◆ **WRITTEN PROBLEM**: Return every one of the records below verbatim, leaving each line unchanged.

>> Start

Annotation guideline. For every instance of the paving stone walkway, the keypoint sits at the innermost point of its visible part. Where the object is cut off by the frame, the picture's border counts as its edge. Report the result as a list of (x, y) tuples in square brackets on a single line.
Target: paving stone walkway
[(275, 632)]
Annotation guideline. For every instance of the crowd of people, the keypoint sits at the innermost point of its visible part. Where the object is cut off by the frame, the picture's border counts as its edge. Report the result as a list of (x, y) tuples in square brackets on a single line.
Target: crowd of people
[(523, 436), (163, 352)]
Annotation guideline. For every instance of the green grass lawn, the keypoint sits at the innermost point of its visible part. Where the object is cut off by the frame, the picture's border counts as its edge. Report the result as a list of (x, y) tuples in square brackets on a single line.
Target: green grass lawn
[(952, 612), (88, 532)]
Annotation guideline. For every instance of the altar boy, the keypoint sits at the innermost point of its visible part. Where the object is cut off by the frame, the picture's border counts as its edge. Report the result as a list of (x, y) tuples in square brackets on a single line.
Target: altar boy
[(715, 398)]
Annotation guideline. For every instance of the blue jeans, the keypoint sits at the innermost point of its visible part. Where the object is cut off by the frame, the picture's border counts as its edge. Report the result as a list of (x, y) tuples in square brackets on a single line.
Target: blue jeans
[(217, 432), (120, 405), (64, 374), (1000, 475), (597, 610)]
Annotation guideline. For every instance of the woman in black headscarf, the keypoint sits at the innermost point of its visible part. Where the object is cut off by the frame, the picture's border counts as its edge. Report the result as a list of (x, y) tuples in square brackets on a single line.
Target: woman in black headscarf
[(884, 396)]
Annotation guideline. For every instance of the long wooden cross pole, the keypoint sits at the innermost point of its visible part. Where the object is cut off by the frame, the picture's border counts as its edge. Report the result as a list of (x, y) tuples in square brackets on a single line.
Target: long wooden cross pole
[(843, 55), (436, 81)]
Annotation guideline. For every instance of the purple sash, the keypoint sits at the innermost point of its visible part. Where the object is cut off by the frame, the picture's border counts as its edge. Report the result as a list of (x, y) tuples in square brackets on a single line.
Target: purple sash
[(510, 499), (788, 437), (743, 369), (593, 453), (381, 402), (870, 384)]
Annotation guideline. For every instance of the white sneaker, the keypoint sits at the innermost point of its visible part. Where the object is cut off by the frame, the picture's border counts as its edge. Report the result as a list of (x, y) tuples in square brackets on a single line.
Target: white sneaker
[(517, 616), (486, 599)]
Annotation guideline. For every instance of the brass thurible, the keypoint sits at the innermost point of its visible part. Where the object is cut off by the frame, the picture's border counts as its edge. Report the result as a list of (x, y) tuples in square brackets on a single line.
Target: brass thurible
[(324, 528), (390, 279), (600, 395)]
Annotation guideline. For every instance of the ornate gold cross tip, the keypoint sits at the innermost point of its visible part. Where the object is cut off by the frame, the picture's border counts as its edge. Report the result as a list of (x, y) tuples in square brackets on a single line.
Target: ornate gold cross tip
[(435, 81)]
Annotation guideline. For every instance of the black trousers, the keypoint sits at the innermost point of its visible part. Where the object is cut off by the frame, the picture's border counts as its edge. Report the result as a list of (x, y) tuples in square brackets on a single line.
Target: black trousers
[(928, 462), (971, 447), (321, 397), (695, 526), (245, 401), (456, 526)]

>> End

◆ **RESPONSE TO THE EXERCISE**:
Annotation guideline. For every instance of the paving stone walkway, the keypoint sits at the innermost point of its visible part. Where the object is cut off by the frame, the picture's border counts as its edge. Report the result as a list of (x, y) tuples in square brackets on a single line.
Target: paving stone walkway
[(275, 632)]
Annotation guideline. For every instance of the crowd of people, the keypoint sits at the innermost point of its visible part. Where the object is cut off by the frame, the picture's border counts as its edge. Report the result as a list of (x, y) tuples in square brackets on a single line.
Target: crowd of people
[(523, 436), (163, 352)]
Annotation guideline. For every instance of the green grass lawn, the keypoint sits at the innermost point of its visible part. Where the object is cut off by the frame, the picture's border counts as its edge. Report the result as a list of (x, y) tuples in square brackets on a single line.
Target: green grass lawn
[(952, 612), (88, 532)]
Annotation guideline. For every instance of the altar boy, the keypoint sits at the innermost point of its visible part. Where the object is cut off by the frame, the picture's border counts as its edge. Report the result as a list of (x, y) tuples in square brackets on a single line.
Target: altar boy
[(715, 398)]
Annotation guideline. For every instance of the blue jeans, the keypoint sits at the innermost point of its visible part. Where the object is cut off by the frame, the picture's border counts as its edge. Report the result as a list of (x, y) tuples in square brackets on a single line.
Target: blue jeans
[(217, 432), (120, 405), (64, 374), (1000, 475), (597, 610)]
Annotation guideline. For every instance of the woman in black headscarf, the keypoint sits at the innermost point of its visible part. Where the object is cut off by the frame, the picture's border counts as its edge. Report the result as a list of (x, y) tuples in square brackets on a single line.
Target: woman in black headscarf
[(884, 396)]
Annotation guideline. For every instance of the long wooden cross pole, the keypoint sits at the innermost point of its visible part. Where the object is cut off by the frame, the picture's border counts as its edge. Report the result as a list of (x, y) tuples in square brackets on a single line.
Target: long wooden cross pole
[(843, 55), (436, 81)]
Annotation guideline. For every instance of the purple sash, the keypoint sits at the innermost point of its visible part. Where the object is cut off by the frame, the picture's border counts as its edge. Report the result as a list of (x, y) tuples in square brackets on a single line.
Target: purple sash
[(510, 499), (788, 437), (743, 369), (593, 453), (381, 402), (870, 384)]
Annotation guideline. For every instance of the white sneaker, the keypoint sits at the innermost point of its visible part. Where the object is cut off by the frame, the picture's border counts as its edge. Report the result as a list of (x, y) tuples in square brackets on a single line.
Target: white sneaker
[(517, 616), (486, 599)]
Annotation guideline. For every instance of the brass thurible, the keypoint sits at the innermost point of its visible part. Where the object is cut off by the frame, the picture's border counts as its edge. Report the result as a list of (x, y) tuples in square brackets on a single line.
Target: brass thurible
[(324, 528), (390, 279), (600, 395)]
Annotation guideline. For every instance of the ornate gold cross tip, the keypoint sits at the innermost point of its visible part. Where the object is cut off by the frame, the picture's border counts as its edge. Report the result as a list of (x, y) tuples in square brackets on a single line.
Target: ornate gold cross tip
[(435, 81)]
Annotation guideline. For every instance of the black trousers, the keypoint sits at the innermost point of its visible part. Where the object is cut off by the frame, the picture's border counts as its edge. Report the result as a list of (x, y) tuples in square brackets on a single line.
Target: black trousers
[(928, 462), (971, 447), (321, 397), (695, 526), (245, 401), (456, 526)]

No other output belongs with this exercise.